SOURCE DOCUMENT »
+++
Let $X$ be a smooth rational algebraic surface over $\Bbb{C}$ such that $-K_X$ is effective.
Let $E\subset X$ be a curve such that $E^2=0$.
Is it necessarily true that $h^0(X,\mathcal{O}_X(E))\geq 2$?
Here's where I'm at:
By Serre duality $h^2(X,\mathcal{O}_X(E))=h^0(X,K_X-E)=0$, since $E-K_F$ is effective. Since $X$ is rational, $\chi(X)=1$ and by Riemann-Roch, $h^0(X,\mathcal{O}_X(E))-h^1(X,\mathcal{O}_X(E))=1-\frac{1}{2}E\cdot K_X$.
Since $-K_X$ is effective and $E^2=0$, then $-E\cdot K_X\geq 0$. If $-E\cdot K_X>0$, then necessarily $h^0(X,\mathcal{O}_X(E))\geq 2$.
+++
WHAT THE TASK ASKS »
Please carry on the math question about a curve of self-intersection zero on a rational surface, starting after its last sentence.

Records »
+++
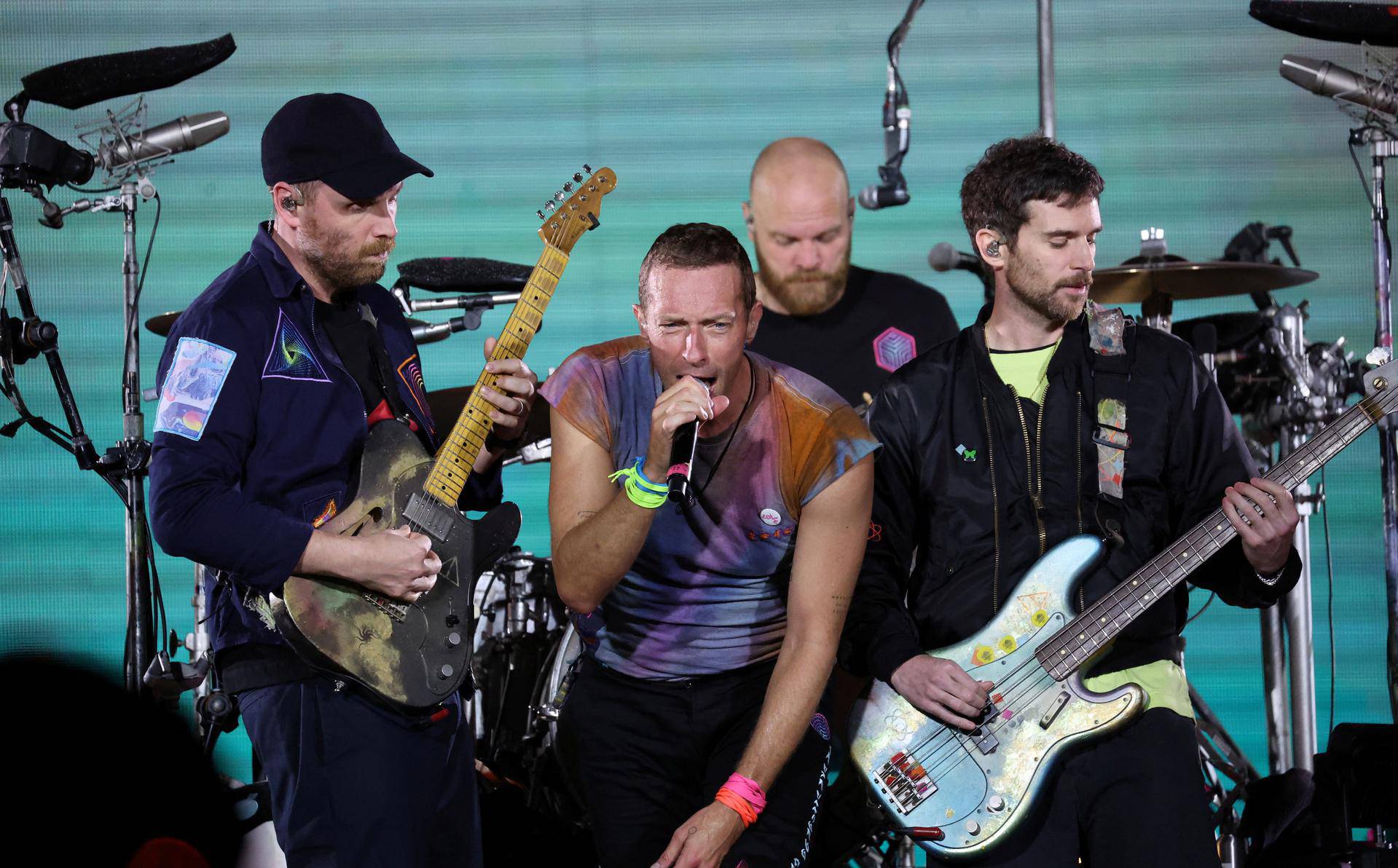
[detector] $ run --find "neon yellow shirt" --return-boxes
[990,342,1194,720]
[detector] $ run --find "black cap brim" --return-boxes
[318,151,432,199]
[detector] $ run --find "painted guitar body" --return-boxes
[272,421,520,713]
[850,535,1145,859]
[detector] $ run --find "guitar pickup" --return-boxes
[364,593,408,623]
[403,492,458,542]
[967,703,1000,754]
[878,752,937,813]
[1039,690,1068,730]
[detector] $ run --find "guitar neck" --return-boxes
[1034,390,1398,679]
[423,245,568,508]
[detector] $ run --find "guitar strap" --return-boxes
[1088,302,1135,545]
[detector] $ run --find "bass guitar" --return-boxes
[272,166,616,713]
[850,355,1398,861]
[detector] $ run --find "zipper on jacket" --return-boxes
[1072,389,1088,614]
[307,297,369,430]
[1007,383,1048,555]
[980,395,1000,615]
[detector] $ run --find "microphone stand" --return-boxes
[98,176,160,695]
[1349,126,1398,721]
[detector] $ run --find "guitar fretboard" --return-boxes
[423,246,568,508]
[1034,389,1398,679]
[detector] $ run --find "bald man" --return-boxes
[742,138,958,407]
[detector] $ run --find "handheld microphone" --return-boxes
[665,419,699,503]
[96,112,228,172]
[927,242,981,274]
[1281,55,1398,114]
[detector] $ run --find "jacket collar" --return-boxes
[251,221,305,299]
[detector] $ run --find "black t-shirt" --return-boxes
[316,298,401,415]
[752,266,958,407]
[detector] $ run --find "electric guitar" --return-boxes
[272,166,616,713]
[850,355,1398,859]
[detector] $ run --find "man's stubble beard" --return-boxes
[753,245,853,316]
[297,211,396,293]
[1005,251,1092,326]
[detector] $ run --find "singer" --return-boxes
[742,138,957,407]
[151,94,537,867]
[541,224,878,868]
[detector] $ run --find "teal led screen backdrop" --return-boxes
[0,0,1389,776]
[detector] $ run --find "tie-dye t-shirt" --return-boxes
[540,337,878,679]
+++
RESULT OF THIS TASK »
Now I don't know what to do when $E\cdot K_X=0$.
This is not true, and the counterexample is in fact the same one as for your previous question: let $S$ be the blowup of $\mathbf P^2$ in 9 general points, and let $C$ be the proper transform of the unique cubic through those 9 points.
Then $C^2=0$ and $h^0(S,C)=1$.